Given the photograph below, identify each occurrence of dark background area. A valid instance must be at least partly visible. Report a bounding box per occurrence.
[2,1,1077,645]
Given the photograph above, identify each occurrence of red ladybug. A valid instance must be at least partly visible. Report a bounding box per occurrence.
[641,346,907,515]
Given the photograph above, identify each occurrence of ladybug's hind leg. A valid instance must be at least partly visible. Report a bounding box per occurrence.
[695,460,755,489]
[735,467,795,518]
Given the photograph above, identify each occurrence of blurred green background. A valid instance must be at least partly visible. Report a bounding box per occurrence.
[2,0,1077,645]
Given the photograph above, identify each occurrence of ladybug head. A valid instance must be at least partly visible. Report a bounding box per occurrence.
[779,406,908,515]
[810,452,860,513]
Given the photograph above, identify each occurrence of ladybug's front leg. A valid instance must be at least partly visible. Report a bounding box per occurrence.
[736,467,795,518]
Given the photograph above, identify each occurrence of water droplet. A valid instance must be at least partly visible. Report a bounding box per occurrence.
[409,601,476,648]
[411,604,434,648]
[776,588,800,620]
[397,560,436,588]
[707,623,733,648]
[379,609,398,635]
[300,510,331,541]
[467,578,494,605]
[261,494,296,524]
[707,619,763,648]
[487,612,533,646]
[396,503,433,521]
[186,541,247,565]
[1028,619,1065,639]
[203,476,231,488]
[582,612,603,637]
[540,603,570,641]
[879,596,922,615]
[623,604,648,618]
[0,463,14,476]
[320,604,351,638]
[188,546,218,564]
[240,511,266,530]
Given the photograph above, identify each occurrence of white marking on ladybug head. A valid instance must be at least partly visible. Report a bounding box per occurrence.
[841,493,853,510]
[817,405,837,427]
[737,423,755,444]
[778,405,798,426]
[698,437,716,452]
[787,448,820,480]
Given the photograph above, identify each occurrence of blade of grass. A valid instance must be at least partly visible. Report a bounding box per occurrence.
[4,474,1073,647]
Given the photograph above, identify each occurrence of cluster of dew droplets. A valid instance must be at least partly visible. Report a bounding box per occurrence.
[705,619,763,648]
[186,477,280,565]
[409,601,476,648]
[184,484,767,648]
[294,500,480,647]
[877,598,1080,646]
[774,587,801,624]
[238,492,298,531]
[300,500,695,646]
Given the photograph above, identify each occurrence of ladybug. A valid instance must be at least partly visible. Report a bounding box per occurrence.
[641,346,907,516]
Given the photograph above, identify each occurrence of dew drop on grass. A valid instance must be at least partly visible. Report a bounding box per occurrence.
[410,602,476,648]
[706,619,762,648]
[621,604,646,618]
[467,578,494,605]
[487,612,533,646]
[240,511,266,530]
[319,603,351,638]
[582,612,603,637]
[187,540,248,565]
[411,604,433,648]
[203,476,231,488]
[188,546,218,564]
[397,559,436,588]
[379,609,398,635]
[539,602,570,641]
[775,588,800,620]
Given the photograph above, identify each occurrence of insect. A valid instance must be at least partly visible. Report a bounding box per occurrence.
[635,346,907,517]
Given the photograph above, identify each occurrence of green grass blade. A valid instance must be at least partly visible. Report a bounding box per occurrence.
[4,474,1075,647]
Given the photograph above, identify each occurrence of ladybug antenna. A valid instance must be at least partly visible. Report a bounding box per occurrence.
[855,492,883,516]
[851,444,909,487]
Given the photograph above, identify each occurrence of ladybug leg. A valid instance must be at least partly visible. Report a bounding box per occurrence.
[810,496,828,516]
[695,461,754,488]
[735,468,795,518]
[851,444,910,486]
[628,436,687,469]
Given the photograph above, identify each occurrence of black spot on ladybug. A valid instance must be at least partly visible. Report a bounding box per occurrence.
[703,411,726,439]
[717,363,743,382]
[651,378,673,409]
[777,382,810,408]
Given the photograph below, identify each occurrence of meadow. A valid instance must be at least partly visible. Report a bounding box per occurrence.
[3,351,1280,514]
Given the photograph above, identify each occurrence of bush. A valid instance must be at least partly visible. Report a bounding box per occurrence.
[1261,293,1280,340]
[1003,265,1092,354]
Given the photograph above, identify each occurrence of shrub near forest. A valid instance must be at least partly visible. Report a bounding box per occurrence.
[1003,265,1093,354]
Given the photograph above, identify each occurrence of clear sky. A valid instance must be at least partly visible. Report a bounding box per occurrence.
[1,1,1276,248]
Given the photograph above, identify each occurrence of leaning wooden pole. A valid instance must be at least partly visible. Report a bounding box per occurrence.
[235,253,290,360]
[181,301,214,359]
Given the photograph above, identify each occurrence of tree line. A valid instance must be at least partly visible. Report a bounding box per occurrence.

• **Your assignment**: Each line of the listing is to be output verbatim.

• **Solution below**:
Given the photograph below, identify each occurrence of dark background area. A valid instance must be at least partly visible. Report a bounding box per occurrence.
[2,1,1077,645]
Given the photograph above, identify each occurrence of red ladybug. A valid instance must be at least partly visible. Report a bounding box per occurrence.
[641,346,907,515]
Given the photograph above, identify each occurrence of ladybug's hind leg. A valid instance must be at least partly visible. Report a bounding box per occurrence.
[695,460,755,489]
[735,467,795,518]
Given the photograph above, identify each occurrence of blurred green background. A valid instance must be at least partly visible. Report a bounding box per occurrence.
[2,0,1077,645]
Given the photograph above, identify each occurrence of ladybug head. A valid instance must be at least partly visible. Report a bounding box per occurrence.
[779,406,908,515]
[810,452,860,513]
Given the photograph above, identify each occurrence of ladybug's front leg. A valid instance must be at least partly visible. Report a bounding box per occurrence.
[736,467,795,518]
Given the photograph above, identify each occurrence of water droplet. A valid instance must be at least partly visible. Report a bounding box per occurrence.
[409,601,476,648]
[411,604,434,648]
[776,588,800,620]
[397,560,436,588]
[707,623,733,648]
[379,609,398,635]
[300,510,331,541]
[467,578,494,605]
[261,494,296,524]
[707,619,763,648]
[487,612,533,646]
[396,503,433,521]
[186,541,247,565]
[1028,619,1065,639]
[203,476,231,488]
[582,612,603,637]
[540,603,570,641]
[879,596,922,615]
[623,604,648,618]
[0,463,14,476]
[320,604,351,638]
[188,546,218,564]
[240,511,266,530]
Given the photograph above, identify each occurrence of white marking on ladybug head. A valid instance must be at least partly visible. Report a bounding box per occurrence.
[841,493,853,510]
[817,405,837,427]
[737,423,755,444]
[778,405,798,426]
[698,437,716,452]
[787,448,820,480]
Given the photograph above, identify each occurrence of blade of grass. A valid instance must be at least partly visible. Report a bounding box per occurrence.
[4,474,1073,647]
Given the photograph above, identify each occurrence of cluster of dew droplets. A valid instance must be at least partly visible. Report a bounding box per occurrence.
[705,619,763,648]
[186,477,280,565]
[409,601,476,648]
[184,484,767,648]
[294,500,480,647]
[877,598,1080,646]
[774,587,801,624]
[238,492,298,531]
[300,500,695,646]
Given the photograph above, identify each occurrence of ladybug. A valid instance must be at least partly visible. Report a bounding box per occurrence.
[641,346,907,516]
Given the photograph above, identify each occurrence of dew drop on grass. A valid instance must be at least partly visible. Report a bounding box per occurrence.
[410,602,476,648]
[706,619,762,648]
[621,604,646,618]
[467,578,494,605]
[487,612,533,646]
[240,511,266,530]
[319,603,351,638]
[582,612,603,637]
[187,540,248,565]
[411,604,433,648]
[203,476,231,488]
[188,546,218,564]
[397,559,436,588]
[379,609,398,635]
[539,602,570,641]
[775,588,800,620]
Given the photograph above, identify each occurrence of insect. A valid instance must be at least partly visible. Report a bounding box per occurrence.
[635,346,907,517]
Given the photograph above, identify each occurrence of green grass blade. A valid instance must be at least partly visible. Report a bounding box per occurrence.
[4,474,1075,647]
Given the photograph above, identify each occurrence of ladybug antenna. A valid instance must be at least partly visible. Report a bounding box per occurrence.
[855,492,883,516]
[851,444,909,487]
Given the photograph above, identify each occurrence of ladybug leg. A valid instance must be at least partly visible. Report a bounding box per occurrence.
[810,496,828,516]
[695,461,754,488]
[735,468,795,518]
[851,444,910,486]
[628,436,687,469]
Given the photograph above, identify each occurrence of black spot on ladybug. A valid instance must be at least partly visible. Report a bounding box per occurrence.
[703,411,726,439]
[717,363,743,382]
[651,378,673,409]
[777,382,810,408]
Given the photograph below, identify each occurrence of meadow. A valid instance must be at least partly visible. Report a bounding box per occurrence.
[3,351,1280,514]
Given the photograph above, identify each occurrence of bush. A valid instance must be at least partly visible. Report a bounding box per occurrence.
[1261,293,1280,340]
[1003,265,1092,354]
Given the photograph above, identify each occurrence of shrub near forest. A valid instance must be at least partly visible. Report a bounding box per occurrence.
[1003,265,1093,354]
Given the photograph above, identify each occurrence of clear sky. A valid instance must be at least partly visible. Report a bounding box per occurrence.
[1,1,1276,248]
Given the photograph above, identify each occurrence of leaning wooden pole. A valid instance must be at least partly visible. Report a bounding box per occurrence.
[235,253,290,360]
[181,301,214,359]
Given the photograph above, identify each occurrence of tree line. A valid instance must be at least partly visible. Report a bounding box per occurrence.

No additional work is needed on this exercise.